## start SOURCE EXTRACT
Taking into consideration the severe issues of spectrum scarcity and security, a CIoT network is considered and underlay spectrum sharing strategy is used, where sensing capability is not required for the IoT devices. A relay acts as an information forwarder as well as a potential eavesdropper. Without considering the energy constraint of the relay, numerous papers have studied the secure transmission via the relays [23,24]. Since energy harvesting techniques can exploit the external energy source and relieve devices from the constraints induced by battery usage, a prospective study on the secure transmission via an energy harvesting relay is provided in this paper. To enhance the security of the CIoT network, the destination transmits jamming signals to jam the untrusted relay while the IoT device transmits the information signals. Both the information and jamming signals are used by the EH relay for energy harvesting. Power splitting (PS) and time splitting (TS) receiver architectures [25] are used at the relay. Our main contributions and key results are summarized in the following.
## end SOURCE EXTRACT
**TASK REQUIREMENTS:**
a: Could you condense the paragraph starting "Taking into consideration the severe issues" in the excerpt on secure CIoT relaying into a bulleted list that keeps its main facts?
b: Would you continue the excerpt on secure CIoT relaying, picking up right after its final sentence?
## start GIVEN RECORDS
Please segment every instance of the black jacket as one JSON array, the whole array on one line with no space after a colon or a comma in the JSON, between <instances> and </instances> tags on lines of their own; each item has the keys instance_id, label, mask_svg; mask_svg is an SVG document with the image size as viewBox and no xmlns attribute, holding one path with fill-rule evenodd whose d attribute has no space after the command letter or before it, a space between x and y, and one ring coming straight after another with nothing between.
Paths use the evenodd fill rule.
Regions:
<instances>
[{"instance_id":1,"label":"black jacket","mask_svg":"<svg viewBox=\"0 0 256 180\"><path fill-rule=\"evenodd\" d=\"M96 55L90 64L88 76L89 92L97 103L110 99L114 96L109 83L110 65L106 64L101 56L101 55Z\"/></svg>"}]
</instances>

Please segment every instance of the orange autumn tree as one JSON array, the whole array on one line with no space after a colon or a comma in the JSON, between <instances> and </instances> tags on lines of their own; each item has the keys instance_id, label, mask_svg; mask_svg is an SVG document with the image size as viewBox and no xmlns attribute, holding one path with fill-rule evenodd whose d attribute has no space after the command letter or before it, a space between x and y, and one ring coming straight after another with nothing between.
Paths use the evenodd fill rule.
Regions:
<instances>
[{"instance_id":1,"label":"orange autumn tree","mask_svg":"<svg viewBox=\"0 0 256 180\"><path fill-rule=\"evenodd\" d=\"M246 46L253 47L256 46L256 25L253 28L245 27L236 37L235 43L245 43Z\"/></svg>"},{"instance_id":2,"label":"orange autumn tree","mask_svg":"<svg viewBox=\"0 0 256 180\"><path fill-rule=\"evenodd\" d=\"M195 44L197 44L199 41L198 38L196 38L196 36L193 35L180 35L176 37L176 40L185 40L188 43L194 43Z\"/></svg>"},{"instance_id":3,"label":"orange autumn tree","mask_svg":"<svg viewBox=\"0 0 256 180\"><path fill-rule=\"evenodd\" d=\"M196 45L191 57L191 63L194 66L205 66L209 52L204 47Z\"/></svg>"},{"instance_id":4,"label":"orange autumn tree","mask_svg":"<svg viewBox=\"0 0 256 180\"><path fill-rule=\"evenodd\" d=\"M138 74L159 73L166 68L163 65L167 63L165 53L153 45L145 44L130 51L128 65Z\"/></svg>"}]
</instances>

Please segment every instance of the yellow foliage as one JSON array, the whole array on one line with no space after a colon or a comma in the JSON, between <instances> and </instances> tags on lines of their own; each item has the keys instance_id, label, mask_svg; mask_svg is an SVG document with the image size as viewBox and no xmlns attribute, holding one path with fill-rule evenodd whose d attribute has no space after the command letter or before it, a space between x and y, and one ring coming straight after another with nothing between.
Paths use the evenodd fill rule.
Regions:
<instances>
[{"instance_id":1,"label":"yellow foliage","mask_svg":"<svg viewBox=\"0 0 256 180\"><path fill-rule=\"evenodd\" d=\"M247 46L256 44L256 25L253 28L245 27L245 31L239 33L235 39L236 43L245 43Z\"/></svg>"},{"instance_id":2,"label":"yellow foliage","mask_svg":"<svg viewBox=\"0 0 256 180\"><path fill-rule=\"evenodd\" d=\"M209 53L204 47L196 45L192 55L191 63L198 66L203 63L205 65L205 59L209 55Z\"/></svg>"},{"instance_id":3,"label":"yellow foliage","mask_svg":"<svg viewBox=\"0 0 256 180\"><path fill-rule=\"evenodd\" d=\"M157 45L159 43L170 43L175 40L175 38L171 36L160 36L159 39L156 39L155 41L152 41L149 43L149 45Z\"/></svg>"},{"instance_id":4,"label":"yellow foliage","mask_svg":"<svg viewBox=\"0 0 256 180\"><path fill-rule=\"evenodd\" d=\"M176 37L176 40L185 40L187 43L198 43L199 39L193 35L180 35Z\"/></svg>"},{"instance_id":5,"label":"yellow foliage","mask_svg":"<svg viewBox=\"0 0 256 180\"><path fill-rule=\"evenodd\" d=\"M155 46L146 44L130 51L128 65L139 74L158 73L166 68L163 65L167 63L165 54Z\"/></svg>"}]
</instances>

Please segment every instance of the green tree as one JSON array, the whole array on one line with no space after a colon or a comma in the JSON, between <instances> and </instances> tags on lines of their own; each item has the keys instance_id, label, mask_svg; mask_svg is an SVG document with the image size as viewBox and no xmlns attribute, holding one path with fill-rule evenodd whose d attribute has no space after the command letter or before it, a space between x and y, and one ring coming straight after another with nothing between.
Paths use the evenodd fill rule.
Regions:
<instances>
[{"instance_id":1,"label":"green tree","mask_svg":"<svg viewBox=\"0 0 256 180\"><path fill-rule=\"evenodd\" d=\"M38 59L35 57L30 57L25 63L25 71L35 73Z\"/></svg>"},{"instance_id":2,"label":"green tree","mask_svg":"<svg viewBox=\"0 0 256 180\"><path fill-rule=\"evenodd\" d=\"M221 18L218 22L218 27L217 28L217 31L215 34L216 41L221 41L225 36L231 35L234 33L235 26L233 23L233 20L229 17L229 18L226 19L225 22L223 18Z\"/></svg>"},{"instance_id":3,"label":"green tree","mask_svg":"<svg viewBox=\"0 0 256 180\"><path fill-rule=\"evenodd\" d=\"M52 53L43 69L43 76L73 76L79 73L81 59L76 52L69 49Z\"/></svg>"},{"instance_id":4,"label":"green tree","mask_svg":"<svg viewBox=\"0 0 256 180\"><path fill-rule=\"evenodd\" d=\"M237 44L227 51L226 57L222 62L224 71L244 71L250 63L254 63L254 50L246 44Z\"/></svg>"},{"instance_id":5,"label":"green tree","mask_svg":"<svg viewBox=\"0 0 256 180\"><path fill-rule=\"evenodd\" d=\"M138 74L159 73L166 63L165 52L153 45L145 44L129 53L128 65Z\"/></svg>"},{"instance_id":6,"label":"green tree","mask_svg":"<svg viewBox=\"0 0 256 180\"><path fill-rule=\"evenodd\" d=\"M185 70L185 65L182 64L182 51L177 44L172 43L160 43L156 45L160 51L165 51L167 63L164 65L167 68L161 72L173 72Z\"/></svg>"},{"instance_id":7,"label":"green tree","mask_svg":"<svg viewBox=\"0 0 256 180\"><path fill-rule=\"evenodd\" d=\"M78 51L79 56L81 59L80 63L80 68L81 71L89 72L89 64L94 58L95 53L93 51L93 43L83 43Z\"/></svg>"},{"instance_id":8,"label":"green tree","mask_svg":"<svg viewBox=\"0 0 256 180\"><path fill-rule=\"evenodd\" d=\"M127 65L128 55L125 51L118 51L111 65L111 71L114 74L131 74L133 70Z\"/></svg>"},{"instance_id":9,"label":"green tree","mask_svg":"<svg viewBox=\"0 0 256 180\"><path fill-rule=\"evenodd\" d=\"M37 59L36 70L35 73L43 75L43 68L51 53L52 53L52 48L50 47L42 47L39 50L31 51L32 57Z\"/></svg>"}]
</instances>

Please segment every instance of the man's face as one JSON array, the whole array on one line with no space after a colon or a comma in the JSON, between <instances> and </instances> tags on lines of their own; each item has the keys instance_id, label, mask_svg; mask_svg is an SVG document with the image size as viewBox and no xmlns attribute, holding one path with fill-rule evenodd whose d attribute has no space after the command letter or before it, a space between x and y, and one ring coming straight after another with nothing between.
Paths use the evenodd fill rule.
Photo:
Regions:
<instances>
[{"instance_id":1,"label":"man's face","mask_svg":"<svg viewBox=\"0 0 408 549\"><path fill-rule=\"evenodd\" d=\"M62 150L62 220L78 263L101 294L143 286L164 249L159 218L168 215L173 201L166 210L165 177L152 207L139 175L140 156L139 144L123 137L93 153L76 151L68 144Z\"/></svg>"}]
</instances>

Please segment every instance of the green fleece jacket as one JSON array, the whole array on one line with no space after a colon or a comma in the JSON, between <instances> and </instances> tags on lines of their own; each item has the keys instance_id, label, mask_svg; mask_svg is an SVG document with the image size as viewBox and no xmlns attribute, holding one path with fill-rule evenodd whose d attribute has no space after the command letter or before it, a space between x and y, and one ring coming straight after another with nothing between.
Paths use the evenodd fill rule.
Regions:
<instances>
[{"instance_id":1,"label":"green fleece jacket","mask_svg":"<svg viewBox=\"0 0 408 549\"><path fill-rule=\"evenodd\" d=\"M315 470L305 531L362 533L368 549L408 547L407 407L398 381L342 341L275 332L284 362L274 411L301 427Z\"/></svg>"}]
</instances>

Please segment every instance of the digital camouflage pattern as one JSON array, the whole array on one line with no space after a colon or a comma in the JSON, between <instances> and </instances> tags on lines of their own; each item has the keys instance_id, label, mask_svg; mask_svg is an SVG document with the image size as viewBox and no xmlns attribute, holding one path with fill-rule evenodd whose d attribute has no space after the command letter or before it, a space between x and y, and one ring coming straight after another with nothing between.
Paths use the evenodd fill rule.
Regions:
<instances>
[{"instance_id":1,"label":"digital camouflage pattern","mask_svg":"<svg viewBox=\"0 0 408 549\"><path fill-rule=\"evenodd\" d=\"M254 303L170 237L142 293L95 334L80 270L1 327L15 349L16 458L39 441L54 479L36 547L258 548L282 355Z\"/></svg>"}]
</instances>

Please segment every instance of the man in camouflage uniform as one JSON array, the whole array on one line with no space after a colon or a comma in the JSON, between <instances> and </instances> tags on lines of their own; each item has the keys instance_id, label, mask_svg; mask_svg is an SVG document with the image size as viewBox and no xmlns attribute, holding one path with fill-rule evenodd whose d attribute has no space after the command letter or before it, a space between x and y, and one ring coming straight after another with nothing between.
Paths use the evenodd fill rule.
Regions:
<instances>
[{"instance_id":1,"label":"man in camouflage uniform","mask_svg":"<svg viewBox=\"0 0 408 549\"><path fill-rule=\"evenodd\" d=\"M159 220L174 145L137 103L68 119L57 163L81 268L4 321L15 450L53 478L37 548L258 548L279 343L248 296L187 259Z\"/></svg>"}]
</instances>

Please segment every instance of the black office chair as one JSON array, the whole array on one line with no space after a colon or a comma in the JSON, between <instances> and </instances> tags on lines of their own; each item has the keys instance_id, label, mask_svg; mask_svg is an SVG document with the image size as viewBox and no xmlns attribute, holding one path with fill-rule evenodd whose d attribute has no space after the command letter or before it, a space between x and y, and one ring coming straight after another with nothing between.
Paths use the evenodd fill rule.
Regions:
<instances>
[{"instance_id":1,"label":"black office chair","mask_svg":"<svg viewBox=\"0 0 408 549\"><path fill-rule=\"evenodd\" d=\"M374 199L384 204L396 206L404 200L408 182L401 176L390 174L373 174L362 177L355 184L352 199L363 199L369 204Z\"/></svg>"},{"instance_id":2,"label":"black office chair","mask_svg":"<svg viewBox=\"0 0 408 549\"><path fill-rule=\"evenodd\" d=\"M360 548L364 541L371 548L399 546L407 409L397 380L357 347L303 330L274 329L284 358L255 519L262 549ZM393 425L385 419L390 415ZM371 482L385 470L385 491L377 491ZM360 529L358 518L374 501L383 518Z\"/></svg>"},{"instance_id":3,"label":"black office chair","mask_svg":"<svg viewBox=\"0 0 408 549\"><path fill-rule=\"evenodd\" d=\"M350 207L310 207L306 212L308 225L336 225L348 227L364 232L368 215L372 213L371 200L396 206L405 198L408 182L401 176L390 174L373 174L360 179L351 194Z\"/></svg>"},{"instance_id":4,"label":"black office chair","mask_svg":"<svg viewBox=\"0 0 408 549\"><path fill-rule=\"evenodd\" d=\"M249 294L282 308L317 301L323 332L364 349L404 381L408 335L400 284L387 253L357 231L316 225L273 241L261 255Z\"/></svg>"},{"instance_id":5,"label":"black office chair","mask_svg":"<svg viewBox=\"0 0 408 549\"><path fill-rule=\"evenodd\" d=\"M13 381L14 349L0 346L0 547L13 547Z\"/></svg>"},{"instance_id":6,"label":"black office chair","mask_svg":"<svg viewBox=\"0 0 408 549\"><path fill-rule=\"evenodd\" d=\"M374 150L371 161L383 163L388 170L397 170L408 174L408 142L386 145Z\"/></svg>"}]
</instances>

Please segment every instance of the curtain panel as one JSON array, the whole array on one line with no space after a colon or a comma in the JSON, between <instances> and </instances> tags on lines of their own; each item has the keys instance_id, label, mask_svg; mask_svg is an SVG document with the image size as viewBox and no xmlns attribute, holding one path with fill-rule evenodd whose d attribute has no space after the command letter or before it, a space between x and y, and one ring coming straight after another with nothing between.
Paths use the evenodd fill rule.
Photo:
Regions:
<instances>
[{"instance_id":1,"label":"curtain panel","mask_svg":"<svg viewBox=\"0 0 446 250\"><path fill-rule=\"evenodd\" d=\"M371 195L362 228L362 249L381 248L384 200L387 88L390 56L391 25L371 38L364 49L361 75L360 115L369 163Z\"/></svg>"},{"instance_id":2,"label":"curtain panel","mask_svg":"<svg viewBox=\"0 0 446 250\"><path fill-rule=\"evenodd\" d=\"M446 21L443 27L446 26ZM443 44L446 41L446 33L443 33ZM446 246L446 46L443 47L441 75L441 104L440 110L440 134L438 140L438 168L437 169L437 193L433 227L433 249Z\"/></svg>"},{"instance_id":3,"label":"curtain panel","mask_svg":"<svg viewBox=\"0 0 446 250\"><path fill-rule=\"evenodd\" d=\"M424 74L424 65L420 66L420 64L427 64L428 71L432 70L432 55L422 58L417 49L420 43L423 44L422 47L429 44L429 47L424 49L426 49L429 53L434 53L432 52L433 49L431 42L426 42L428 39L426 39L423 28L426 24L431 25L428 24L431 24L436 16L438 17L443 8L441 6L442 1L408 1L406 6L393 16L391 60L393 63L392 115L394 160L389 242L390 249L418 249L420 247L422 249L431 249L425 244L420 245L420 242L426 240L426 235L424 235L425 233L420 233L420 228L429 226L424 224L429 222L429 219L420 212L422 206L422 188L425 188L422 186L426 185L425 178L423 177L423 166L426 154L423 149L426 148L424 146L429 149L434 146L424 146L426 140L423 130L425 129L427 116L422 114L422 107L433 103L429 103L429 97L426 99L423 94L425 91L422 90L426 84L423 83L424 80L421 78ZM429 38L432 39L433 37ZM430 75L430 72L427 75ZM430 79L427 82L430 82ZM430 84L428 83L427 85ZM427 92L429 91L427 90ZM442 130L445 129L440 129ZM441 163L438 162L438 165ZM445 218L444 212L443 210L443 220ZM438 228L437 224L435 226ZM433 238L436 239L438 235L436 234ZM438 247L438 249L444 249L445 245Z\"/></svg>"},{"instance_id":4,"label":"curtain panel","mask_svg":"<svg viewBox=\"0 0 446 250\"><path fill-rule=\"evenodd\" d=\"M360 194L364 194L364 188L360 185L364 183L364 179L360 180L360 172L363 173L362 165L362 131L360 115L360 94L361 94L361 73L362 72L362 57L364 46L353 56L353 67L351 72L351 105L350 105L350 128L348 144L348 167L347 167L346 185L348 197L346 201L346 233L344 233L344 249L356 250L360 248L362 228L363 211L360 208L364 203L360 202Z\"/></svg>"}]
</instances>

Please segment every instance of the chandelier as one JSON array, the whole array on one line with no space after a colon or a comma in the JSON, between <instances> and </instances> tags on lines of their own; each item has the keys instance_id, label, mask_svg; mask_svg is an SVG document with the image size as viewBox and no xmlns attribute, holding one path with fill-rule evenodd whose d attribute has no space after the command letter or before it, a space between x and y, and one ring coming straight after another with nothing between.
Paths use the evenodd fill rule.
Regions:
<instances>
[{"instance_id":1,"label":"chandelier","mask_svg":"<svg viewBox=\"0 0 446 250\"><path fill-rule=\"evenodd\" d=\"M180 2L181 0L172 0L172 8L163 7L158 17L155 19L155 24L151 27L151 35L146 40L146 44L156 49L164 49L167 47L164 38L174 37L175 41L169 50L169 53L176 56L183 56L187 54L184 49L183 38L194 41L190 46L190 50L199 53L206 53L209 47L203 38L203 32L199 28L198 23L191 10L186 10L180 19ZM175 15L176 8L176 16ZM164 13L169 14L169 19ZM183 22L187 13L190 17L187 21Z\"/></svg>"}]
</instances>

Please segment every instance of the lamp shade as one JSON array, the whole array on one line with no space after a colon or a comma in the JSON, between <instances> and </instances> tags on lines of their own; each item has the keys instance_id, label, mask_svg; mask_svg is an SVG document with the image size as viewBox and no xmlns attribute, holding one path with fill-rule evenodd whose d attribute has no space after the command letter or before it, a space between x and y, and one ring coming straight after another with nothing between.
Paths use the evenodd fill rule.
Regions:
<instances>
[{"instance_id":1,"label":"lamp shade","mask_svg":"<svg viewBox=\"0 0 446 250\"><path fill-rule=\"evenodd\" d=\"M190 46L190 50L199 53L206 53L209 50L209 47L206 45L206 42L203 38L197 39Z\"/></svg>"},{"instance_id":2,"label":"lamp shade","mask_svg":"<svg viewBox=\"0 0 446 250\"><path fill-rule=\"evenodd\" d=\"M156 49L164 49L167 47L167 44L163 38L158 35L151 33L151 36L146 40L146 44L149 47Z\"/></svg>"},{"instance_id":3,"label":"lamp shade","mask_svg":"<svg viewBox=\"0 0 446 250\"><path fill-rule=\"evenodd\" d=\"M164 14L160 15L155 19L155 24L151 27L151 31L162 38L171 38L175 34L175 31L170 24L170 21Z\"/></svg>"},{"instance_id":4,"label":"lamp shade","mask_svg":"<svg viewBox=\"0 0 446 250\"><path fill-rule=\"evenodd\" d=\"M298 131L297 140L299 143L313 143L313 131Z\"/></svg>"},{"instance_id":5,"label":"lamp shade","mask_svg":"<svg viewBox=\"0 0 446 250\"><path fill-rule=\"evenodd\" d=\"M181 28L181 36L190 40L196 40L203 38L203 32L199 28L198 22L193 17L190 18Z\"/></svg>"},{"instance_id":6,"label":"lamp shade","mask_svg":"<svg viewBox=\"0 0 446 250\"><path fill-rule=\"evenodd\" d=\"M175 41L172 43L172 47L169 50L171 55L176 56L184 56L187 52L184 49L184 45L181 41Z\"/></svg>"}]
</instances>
## end GIVEN RECORDS
**ANSWERS BELOW:**
a:
- The paper considers a CIoT network because spectrum scarcity and security are severe issues. It uses underlay spectrum sharing, so IoT devices do not need sensing capability.
- A relay forwards information but is also a potential eavesdropper.
- Many earlier papers studied secure transmission via relays without considering the relay's energy constraint.
- Energy harvesting can draw on an external energy source and relieve devices from battery constraints. For that reason, this paper studies secure transmission via an energy harvesting (EH) relay.
- To improve security, the destination sends jamming signals at the untrusted relay while the IoT device sends information signals.
- The EH relay harvests energy from both the information signals and the jamming signals.
- The relay uses power splitting (PS) and time splitting (TS) receiver architectures.
- The paper's main contributions and key results are summarized next.

b:
- We propose PLS transmission schemes for a CIoT network where an untrusted relay helps the secondary transmission. To the best of our knowledge, this is the first paper to consider the security issue in an underlay CIoT network with an untrusted relay from the PLS perspective. Since the transmissions of the IoT nodes may cause interference with the primary receiver, the existing secrecy criteria (e.g., secrecy outage or secrecy rate) can not describe the system performance properly. In this paper, we derived a new criterion to illustrate the secrecy performance of the CIoT network.
- To protect the information from being intercepted by the untrusted relay, amplify-and-forward relaying protocol is used and destination-aided jamming strategy is adopted. An intuitive secure scheme and a precoded secure scheme are proposed for the CIoT network based on PS and TS policies, respectively. The secrecy performances of these schemes are evaluated by the probability of successfully secure transmission (${P}_{SST}$), which represents the probability that the interference threshold constraint is satisfied and the secrecy rate of the secondary transmission is positive. The closed forms of ${P}_{SST}$ of the precoded secure schemes based on PS and TS policies are given and verified with the simulation results.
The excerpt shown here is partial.